The metabolic syndrome has been recognised in the medical literature for more than 80 years. The syndrome does not constitute one single illness. Instead, it can be defined as a group of health problems, caused by genetic and environmental factors, whose common fundamental pathogenic component is resistance to insulin. These problems may occur in one individual simultaneously or one by one, but their appearance together in one person is significant as these patients are more prone to CVD in general and to coronary disease in particular.

In its Third Panel of Adult Treatment, part of the National Program for Cholesterol Education, the U.S. National Health Institute gave a definition of the metabolic syndrome based on risk factors, which is straightforward to apply in epidemiological studies and daily clinical practice(Reference Burton-Freeman1). This definition does not require direct demonstration of resistance to insulin, which in clinical practice may be difficult to establish. The metabolic syndrome is assumed to exist when three or more of the following risk factors: abdominal obesity, high TAG, low cholesterol in the HDL, hyperglycaemia, while fasting and hypertension.

Being a multifactorial condition, different treatments should be used for the different patients with the metabolic syndrome, and it is impossible in the practice to develop animal strains that represent all the different patients with this syndrome. It is in fact nowadays a challenge to find adequate experimental models to study the metabolic syndrome, but some animal strains, and in particular some rat strains, with a profile of anomalies quite similar to those that characterise the majority of the patients with this syndrome, could permit nowadays to evaluate the drugs and lifestyle interventions to treat or prevent it. At the present moment, the most representative rat strain to study the metabolic syndrome seems to be the obese Zucker rats. These animals are mainly used as obesity experimental model, but they also present changes similar to those seen in human metabolic syndrome. Some experimental models different from the obese Zucker rats have also been used to study the pathogenesis, therapy and prevention of obesity, and some of them can also be used to study the metabolic syndrome. In the present review, we put forward a detailed account of the changes observed in the obese Zucker rats, with particular regard to those which characterise the aforementioned syndrome, and we also present other rat strains with these abnormalities. Some of them derive from the spontaneously hypertensive rats (SHR).

The present review is finally focused on experimental rat models to study the metabolic syndrome, but it is also advisable to warn that other additional animal models, and in particular Psammomys obesus and some mouse strains, as the leptin-deficient (ob/ob) mice, the apoE-deficient mice or diet-induced obesity mice also present anomalies similar to those of the metabolic human syndrome and could therefore be used to study it.

■ Data shown:
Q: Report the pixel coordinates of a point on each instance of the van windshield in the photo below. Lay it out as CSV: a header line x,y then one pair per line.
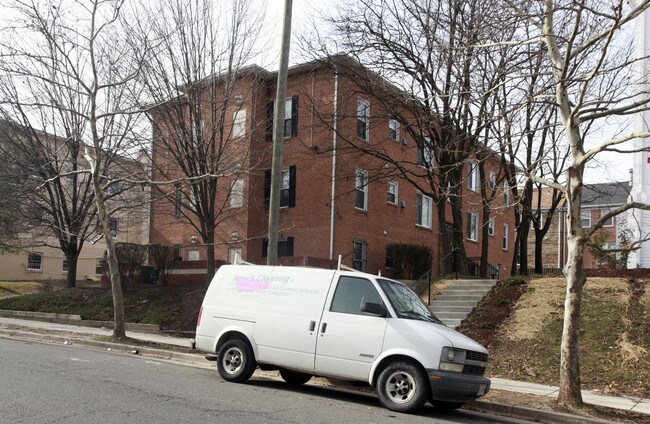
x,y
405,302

■ Your instructions:
Using the passage on the metabolic syndrome, explain in one to three sentences why it matters when the syndrome's health problems appear together in one person.

■ Answer to the exercise:
Their appearance together is significant because these patients are more prone to CVD in general and to coronary disease in particular.